What the task requires: Take each line of the entries below that contains "asphalt" and copy it.

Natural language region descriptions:
----

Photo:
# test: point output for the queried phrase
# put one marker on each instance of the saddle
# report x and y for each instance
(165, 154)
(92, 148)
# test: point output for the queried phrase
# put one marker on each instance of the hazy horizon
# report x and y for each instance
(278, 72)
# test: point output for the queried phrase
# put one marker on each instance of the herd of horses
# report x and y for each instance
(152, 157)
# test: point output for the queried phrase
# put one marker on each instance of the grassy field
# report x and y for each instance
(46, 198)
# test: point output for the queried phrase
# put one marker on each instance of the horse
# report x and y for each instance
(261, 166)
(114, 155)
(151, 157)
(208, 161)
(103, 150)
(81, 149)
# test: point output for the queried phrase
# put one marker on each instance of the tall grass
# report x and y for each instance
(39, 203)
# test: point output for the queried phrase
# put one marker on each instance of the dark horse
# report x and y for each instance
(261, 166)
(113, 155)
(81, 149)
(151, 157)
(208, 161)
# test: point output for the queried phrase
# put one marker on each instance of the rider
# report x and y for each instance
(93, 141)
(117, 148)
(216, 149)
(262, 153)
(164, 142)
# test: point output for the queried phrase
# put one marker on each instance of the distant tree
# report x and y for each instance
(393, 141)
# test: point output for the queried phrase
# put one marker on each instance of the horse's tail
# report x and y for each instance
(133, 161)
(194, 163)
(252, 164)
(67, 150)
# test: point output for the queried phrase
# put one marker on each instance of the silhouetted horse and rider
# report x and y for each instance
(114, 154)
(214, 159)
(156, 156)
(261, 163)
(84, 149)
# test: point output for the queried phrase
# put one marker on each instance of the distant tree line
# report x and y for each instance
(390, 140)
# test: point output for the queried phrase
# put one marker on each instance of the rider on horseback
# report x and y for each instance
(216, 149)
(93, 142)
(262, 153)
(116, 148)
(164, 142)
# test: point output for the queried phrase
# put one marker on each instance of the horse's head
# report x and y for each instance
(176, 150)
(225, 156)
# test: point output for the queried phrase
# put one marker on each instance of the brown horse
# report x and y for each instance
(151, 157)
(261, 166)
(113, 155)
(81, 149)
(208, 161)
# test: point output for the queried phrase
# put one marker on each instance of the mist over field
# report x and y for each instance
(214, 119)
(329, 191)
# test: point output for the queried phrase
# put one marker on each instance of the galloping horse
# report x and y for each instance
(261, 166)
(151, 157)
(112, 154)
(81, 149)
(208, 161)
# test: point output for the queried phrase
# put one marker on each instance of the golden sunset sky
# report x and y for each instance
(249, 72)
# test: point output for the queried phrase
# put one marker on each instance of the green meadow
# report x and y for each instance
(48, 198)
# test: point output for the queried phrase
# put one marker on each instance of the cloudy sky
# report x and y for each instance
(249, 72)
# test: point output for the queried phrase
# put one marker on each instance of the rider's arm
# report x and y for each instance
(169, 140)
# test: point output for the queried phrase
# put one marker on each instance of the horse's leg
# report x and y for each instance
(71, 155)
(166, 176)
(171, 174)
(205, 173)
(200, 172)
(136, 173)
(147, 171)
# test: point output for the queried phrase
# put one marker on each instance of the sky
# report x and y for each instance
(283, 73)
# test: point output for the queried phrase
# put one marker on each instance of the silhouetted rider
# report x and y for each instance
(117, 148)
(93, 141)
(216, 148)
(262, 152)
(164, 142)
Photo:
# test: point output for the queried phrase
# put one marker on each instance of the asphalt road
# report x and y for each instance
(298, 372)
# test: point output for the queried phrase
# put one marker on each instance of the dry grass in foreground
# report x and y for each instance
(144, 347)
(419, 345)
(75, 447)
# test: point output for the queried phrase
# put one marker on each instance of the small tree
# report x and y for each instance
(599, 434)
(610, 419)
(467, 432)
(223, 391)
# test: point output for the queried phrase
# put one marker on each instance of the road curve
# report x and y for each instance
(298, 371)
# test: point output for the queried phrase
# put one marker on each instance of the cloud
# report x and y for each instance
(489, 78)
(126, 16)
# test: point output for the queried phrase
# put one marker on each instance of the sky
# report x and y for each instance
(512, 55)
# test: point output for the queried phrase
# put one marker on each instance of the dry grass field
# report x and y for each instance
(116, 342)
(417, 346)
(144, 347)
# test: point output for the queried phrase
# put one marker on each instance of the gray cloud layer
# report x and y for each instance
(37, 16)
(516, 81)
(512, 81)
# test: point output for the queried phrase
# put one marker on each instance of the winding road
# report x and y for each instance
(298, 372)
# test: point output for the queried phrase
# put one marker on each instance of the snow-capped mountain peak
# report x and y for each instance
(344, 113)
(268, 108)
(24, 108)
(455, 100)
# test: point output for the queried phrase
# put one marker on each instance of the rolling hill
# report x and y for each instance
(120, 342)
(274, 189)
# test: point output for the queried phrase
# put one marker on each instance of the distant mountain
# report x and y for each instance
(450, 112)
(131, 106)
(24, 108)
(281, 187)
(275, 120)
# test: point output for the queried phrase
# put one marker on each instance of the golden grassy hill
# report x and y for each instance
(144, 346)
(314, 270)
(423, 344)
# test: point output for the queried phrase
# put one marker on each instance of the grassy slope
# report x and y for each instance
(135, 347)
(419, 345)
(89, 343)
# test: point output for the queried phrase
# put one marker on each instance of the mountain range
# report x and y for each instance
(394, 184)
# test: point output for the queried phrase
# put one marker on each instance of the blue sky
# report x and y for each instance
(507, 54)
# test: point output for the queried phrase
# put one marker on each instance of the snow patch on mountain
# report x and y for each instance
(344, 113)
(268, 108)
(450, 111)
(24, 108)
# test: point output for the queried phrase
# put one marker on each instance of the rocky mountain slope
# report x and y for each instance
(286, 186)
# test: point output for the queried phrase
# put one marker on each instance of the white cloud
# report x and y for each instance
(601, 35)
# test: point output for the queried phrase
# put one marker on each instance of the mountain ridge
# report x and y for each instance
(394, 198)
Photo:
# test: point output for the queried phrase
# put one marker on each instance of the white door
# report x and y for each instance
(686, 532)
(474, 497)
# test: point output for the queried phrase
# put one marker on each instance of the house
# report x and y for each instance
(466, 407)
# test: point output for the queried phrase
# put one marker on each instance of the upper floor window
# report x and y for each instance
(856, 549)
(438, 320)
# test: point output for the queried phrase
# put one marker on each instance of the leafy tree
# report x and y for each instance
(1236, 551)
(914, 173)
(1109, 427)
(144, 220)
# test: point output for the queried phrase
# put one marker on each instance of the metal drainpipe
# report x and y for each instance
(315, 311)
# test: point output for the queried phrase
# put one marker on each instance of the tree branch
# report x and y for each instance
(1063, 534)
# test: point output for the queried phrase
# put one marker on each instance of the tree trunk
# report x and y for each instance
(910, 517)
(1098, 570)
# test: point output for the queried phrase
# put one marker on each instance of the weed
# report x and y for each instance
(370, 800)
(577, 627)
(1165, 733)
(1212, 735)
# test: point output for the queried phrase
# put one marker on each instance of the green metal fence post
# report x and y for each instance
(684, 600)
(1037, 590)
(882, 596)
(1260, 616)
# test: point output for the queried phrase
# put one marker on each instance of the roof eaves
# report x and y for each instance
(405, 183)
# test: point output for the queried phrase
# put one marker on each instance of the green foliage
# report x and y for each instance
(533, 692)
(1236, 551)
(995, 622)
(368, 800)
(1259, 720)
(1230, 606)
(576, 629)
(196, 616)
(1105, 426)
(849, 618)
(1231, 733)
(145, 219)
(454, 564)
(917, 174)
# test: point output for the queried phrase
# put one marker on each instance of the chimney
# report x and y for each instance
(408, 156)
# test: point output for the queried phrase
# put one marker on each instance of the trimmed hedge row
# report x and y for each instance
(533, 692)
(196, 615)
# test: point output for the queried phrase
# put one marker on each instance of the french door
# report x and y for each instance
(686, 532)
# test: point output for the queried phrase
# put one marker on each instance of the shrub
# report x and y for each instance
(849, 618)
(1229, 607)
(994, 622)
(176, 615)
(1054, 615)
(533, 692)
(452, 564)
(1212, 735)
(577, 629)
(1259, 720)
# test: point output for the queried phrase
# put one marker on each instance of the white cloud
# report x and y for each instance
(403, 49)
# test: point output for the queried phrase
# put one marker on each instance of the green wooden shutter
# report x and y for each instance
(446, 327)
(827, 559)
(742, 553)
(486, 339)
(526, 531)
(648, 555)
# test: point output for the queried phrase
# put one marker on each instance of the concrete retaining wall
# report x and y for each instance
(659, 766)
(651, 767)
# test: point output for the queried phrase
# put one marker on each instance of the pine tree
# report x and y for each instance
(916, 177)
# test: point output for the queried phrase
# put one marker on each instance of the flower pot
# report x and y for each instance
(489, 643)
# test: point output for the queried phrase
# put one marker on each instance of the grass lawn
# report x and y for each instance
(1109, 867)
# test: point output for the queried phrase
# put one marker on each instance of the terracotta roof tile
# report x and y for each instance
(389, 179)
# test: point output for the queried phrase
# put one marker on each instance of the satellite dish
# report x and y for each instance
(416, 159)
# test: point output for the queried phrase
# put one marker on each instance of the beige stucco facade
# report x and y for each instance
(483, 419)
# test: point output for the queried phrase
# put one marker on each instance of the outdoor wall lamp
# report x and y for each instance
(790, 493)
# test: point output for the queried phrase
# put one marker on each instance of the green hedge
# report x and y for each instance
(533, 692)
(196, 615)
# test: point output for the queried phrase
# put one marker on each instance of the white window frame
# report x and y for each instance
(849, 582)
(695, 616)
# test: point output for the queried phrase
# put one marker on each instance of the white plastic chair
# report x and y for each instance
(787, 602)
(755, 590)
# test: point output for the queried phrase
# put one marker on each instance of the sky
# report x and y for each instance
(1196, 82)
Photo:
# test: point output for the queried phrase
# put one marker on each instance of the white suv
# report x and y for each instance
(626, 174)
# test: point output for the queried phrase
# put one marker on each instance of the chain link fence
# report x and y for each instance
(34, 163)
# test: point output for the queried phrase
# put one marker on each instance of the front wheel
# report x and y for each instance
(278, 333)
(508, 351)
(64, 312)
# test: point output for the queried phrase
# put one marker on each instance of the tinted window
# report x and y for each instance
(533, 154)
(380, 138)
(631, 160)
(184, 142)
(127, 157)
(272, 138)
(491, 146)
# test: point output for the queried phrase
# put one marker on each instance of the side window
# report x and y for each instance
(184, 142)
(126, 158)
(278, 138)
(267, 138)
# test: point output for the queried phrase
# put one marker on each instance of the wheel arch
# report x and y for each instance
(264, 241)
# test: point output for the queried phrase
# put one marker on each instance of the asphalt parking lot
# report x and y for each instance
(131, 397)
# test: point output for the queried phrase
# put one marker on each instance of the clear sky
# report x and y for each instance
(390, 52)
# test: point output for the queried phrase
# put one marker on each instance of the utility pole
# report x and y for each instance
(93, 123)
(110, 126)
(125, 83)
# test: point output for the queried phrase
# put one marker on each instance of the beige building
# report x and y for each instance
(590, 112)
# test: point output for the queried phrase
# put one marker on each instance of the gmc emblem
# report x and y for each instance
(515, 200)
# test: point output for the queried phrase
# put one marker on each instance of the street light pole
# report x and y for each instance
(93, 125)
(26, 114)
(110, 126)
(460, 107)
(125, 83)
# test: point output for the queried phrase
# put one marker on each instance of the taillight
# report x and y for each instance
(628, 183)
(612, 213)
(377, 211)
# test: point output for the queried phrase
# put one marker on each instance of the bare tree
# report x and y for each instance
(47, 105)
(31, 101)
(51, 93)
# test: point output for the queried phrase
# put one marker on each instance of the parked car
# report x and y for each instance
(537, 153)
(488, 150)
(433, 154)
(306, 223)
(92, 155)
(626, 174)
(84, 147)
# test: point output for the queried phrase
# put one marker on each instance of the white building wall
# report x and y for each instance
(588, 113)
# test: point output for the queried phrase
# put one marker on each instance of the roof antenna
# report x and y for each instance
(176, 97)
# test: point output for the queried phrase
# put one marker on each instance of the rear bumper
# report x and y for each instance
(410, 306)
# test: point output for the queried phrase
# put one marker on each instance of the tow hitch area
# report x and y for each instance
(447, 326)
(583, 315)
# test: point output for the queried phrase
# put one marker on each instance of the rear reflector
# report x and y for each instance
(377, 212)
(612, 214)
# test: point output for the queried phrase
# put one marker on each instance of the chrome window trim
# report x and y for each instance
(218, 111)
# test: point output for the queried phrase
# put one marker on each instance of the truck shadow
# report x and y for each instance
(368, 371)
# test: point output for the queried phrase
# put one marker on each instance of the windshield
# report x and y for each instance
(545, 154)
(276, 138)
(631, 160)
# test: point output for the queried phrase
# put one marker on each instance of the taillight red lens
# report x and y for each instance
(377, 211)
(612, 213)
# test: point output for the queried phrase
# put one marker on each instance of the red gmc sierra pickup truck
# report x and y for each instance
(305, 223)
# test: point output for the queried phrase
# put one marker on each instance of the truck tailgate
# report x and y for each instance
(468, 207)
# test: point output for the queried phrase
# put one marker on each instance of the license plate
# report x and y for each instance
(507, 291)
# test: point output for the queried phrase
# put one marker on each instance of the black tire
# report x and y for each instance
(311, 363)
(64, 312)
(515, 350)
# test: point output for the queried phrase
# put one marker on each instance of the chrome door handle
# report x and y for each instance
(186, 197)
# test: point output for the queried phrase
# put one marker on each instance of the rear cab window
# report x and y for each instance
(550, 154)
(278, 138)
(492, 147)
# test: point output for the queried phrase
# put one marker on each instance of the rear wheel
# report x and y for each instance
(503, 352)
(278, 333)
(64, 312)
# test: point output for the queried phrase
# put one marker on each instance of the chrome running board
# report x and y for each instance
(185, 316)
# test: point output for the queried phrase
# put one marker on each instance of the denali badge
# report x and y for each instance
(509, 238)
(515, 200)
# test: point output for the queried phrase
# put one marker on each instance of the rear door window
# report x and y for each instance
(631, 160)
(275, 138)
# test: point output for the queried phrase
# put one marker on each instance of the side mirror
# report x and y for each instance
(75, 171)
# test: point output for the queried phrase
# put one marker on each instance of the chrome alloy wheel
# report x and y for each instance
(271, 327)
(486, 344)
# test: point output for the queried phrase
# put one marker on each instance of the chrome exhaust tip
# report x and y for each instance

----

Solution to the problem:
# put one marker on each instance of the asphalt road
# put one marker on each instance of the asphalt parking lot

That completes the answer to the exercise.